| Instruction |
Word for word, restate every line of the listing that follows.

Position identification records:
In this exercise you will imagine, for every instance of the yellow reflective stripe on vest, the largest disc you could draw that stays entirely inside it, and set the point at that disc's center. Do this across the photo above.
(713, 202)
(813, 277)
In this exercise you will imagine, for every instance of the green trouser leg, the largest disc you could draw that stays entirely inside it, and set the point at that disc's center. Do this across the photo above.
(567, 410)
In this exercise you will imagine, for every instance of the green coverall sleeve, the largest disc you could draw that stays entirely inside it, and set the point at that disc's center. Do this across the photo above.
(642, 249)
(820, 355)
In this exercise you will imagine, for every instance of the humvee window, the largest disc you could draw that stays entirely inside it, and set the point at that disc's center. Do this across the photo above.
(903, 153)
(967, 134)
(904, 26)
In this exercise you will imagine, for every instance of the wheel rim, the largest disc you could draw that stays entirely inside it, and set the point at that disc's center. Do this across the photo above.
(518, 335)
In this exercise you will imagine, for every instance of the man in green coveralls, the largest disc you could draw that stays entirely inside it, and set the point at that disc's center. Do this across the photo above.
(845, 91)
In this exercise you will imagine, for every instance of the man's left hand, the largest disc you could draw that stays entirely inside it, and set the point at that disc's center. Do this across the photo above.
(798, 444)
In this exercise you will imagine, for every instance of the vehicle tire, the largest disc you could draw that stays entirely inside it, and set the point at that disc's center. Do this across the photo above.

| Exercise response |
In this exercise you will imagine, for every instance of the yellow reflective stripe on vest, the largest disc you could draw that stays entirely inside it, and set the point at that disc's center. Do this across the photo above.
(713, 202)
(813, 277)
In this exercise you will imagine, for every instance of the green trouser leg, the largest disc you could draw that stays entirely inside it, and set the point at that disc's center. Do this across the photo above.
(567, 410)
In this exercise you will imagine, for every instance of the green coverall sleeve, the largest disc you could draw that stays entirely inside it, and set the point at that disc's center. Do this across the photo above.
(642, 249)
(820, 355)
In this exercise you will imagine, for every instance of the humvee window, the largest disc you could draw that stays entirely inside it, and set the point at that disc's center. Do this across the photo above.
(903, 153)
(967, 134)
(904, 26)
In this exercise you will imagine, for every instance of the wheel rim, the largest disc you could draw that stays entirely inside it, and set the point at that disc's center. Do this across the photo above.
(518, 335)
In this exercise you will imagine, for every instance of the man in green coveralls, the largest disc you could draw that stays entirely inside it, and set the point at that disc's center. Do this across the photo above.
(845, 91)
In this exercise you will imagine, for every instance of the man's left hand, the largest disc you could draw that stays entirely inside it, and set the point at that disc's center. Do this across the photo above.
(798, 444)
In this exercise you will imagine, for every instance of the vehicle tire, the largest disc you could draw that stays entirely inside it, and set the point at that disc's center. Do this across the photo above.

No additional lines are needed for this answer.